┏━━

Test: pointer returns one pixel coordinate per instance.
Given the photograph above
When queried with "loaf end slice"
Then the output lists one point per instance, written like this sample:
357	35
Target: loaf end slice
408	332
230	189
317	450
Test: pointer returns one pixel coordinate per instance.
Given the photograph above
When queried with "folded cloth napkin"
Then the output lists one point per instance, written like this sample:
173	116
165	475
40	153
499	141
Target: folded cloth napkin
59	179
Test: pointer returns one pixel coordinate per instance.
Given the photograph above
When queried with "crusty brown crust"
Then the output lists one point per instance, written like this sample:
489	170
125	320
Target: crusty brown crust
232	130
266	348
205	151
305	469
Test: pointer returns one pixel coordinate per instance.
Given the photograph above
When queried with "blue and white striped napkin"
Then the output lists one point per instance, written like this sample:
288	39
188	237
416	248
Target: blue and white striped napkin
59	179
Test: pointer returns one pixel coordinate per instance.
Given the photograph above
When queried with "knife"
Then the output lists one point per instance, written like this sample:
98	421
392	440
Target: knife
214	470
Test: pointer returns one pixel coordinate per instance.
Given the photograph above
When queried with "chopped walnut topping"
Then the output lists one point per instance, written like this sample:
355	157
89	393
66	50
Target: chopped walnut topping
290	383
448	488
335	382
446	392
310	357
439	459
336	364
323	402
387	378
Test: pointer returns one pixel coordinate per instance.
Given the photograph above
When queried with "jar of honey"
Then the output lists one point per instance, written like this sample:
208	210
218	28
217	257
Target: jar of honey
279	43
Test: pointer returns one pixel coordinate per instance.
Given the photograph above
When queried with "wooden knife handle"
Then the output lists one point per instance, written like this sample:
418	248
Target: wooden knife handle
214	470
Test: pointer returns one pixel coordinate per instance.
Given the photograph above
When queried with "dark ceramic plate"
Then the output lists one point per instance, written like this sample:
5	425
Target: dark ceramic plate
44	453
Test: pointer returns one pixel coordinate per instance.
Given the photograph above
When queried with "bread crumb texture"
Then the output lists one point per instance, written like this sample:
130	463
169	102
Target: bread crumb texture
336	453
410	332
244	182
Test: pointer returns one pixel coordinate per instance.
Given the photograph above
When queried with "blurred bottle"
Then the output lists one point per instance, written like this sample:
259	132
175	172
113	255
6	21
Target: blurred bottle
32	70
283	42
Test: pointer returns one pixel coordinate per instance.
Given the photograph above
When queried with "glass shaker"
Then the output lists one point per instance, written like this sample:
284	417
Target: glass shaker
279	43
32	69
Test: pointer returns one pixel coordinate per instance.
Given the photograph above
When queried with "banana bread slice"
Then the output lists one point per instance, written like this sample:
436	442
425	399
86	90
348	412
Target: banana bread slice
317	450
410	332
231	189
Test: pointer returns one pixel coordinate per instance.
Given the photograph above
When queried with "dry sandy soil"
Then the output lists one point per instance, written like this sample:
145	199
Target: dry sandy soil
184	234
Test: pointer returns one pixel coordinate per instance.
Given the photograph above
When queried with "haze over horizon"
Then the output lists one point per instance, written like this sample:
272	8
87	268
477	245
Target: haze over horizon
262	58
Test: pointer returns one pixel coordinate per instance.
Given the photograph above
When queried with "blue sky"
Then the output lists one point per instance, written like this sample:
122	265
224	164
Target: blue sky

┗━━

- What is required
Repeat the listing exactly, from its first line to its last.

- Exercise output
Test: pointer returns one pixel coordinate per instance.
Given the photograph above
When queried with "loaf end slice"
Then the output lists one point per instance, written like this sample:
357	35
Target: loaf end slice
408	332
230	189
317	450
Test: pointer returns one pixel coordinate per instance.
Given the photograph above
When queried with "folded cloth napkin"
Then the output lists one point per instance, written like this sample:
173	116
165	475
40	153
499	141
Target: folded cloth napkin
59	179
Test: pointer returns one pixel coordinate per instance.
Given the photograph above
When queried with "crusty brown crust"
Then the output lists one point per instance, written like this sample:
489	170
125	320
Target: crusty brown crust
232	130
266	348
205	151
305	469
Test: pointer returns one pixel coordinate per instance.
Given the photograph above
When queried with "blue and white striped napkin"
Then the output lists one point per instance, written like this sample:
288	39
188	237
416	248
Target: blue and white striped napkin
59	179
Test: pointer returns one pixel coordinate per instance.
Given the photograph above
When queried with "knife"
Then the output lists one point per instance, written like this sample:
98	421
392	440
Target: knife
214	470
Test: pointer returns one pixel coordinate per instance.
Given the photograph above
When queried with "chopped walnut topping"
Then the output lists one point per instance, written like this sample:
355	157
89	393
66	50
Target: chopped walnut topping
290	383
448	488
335	382
446	392
310	357
439	459
336	364
323	402
387	378
Test: pointer returns one pixel coordinate per instance.
Given the photograph above
When queried with "jar of honey"
Then the output lists one point per instance, written like this sample:
208	210
218	28
217	257
Target: jar of honey
279	43
Test: pointer returns one pixel coordinate per instance.
Given the photograph above
When queried with "wooden knife handle"
Then the output lists one point per instance, written like this sample:
418	248
Target: wooden knife handle
214	470
Test: pointer returns one pixel coordinate per instance.
Given the photograph above
When queried with "dark ceramic plate"
Then the output lists one point per instance, written like this sample:
5	425
Target: dark ceramic plate
44	453
Test: pointer returns one pixel coordinate per instance.
Given the photograph above
When queried with "bread crumb texture"
Then the output lists one point per instance, written like this sample:
130	463
169	102
Target: bread crumb texture
336	453
410	332
244	182
Test: pointer returns one pixel coordinate per instance.
Given the photograph above
When queried with "blurred bottle"
Then the output lists one point per instance, written like this sample:
259	132
175	172
113	255
6	21
Target: blurred bottle
32	70
283	42
Test: pointer returns one pixel coordinate per instance.
Given the photograph above
When queried with "glass shaker"
Then the output lists one point per instance, written like this sample:
284	417
Target: glass shaker
279	43
32	69
Test: pointer returns one pixel coordinate per instance.
Given the photograph above
When queried with "banana bread slice"
Then the output lists one point per instance, written like this sample:
436	442
425	399
86	90
348	412
Target: banana bread slice
317	450
410	332
231	189
Test: pointer returns one pixel coordinate per instance.
Given the photograph above
When queried with "dry sandy soil"
Then the output lists one point per instance, written like this sample:
145	199
Target: dry sandy soil
184	234
Test: pointer returns one pixel coordinate per instance.
Given the photograph above
When queried with "haze over horizon"
Then the output lists one point per instance, written like this sample:
272	8
87	268
477	245
Target: haze over horizon
262	58
Test: pointer returns one pixel coordinate per instance.
Given the photograph above
When queried with "blue sky"
Then the output lists one point per instance, written like this sample:
122	265
224	164
Target: blue sky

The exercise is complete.